■ What this task involves: Could you repeat the senior care text below word for word, between "As a child, I" and "of the workforce.", inclusive?

COVID-19 has significantly raised the issue of senior care facilities. Substandard conditions are the result of several factors including ageism, racism, and ignorance.
The economy and low standards are contributors. Fear can be a factor when planning one’s own or a family member’s care. In the next few weeks, the Olds Age-Friendly committee will offer a variety of viewpoints and some solutions.
Now is an ideal time to forward you suggestions to this newspaper, your MLA and MP.
Future topics include:
- Private/public/stay at home
- Costs and standards
- Staffing, training, volunteers
- Dementia care and research
- Reviewing other systems
- Senior health issues
- End of life care
People are already identifying issues and making recommendations that sound reasonable and feasible. Are they? While advocating for a system change, we recognize our limits and acknowledge our vested interest in improving systems.
As a child, I visited a family with an elderly relative lying in a hospital bed in the middle of the living room. Family members visited and cared for him, sharing in the burden.
As a young adult, I had health care discussions with many politicians. In the 1980s, these politicians believed families should care for their family members whether aged, disabled or nearing end-of-life.
The politicians — a majority of them male — struggled to envision this was not possible for everyone. Female, once stay-at-home caregivers, were becoming a vital part of the workforce.

■ Data supplied:
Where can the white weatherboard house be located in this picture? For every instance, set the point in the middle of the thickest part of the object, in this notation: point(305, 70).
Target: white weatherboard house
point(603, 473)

--

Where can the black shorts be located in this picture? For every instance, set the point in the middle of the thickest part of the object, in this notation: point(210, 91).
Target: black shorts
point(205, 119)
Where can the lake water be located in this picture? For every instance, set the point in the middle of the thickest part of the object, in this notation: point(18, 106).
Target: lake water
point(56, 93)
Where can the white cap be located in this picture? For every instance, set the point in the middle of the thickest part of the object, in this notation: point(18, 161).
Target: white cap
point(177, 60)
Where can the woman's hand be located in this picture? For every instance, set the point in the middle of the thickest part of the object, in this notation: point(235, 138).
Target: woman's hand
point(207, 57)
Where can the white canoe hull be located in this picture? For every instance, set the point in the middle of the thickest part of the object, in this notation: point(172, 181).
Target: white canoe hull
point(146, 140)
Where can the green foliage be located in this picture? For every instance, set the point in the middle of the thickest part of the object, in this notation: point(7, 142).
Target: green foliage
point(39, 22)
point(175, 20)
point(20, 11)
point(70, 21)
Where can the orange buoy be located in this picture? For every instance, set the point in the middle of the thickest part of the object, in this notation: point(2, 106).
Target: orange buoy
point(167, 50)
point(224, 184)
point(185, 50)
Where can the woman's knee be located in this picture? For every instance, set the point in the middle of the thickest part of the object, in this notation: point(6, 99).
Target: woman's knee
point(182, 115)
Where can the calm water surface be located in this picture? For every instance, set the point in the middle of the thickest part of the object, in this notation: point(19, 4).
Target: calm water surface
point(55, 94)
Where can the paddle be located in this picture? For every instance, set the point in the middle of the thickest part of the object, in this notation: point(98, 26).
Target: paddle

...

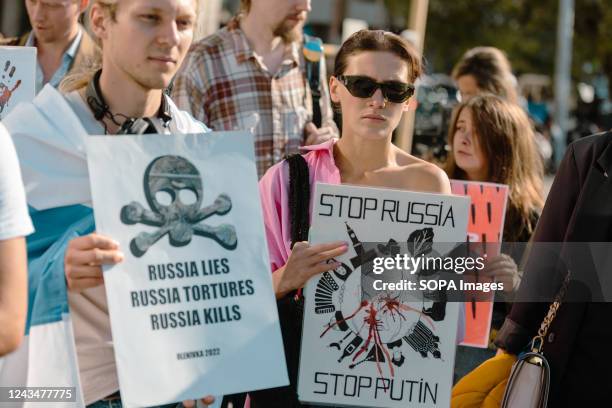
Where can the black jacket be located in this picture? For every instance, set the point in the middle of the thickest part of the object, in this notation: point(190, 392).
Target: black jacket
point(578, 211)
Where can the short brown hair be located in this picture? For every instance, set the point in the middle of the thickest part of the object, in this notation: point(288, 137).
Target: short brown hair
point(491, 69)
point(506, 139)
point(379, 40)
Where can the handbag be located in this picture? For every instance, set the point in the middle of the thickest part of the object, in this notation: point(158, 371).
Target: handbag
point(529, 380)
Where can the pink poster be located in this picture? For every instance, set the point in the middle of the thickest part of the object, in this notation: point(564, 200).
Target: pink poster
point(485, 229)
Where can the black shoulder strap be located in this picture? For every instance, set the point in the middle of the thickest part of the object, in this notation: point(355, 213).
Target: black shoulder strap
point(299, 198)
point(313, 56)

■ Result of this task:
As a child, I visited a family with an elderly relative lying in a hospital bed in the middle of the living room. Family members visited and cared for him, sharing in the burden.
As a young adult, I had health care discussions with many politicians. In the 1980s, these politicians believed families should care for their family members whether aged, disabled or nearing end-of-life.
The politicians — a majority of them male — struggled to envision this was not possible for everyone. Female, once stay-at-home caregivers, were becoming a vital part of the workforce.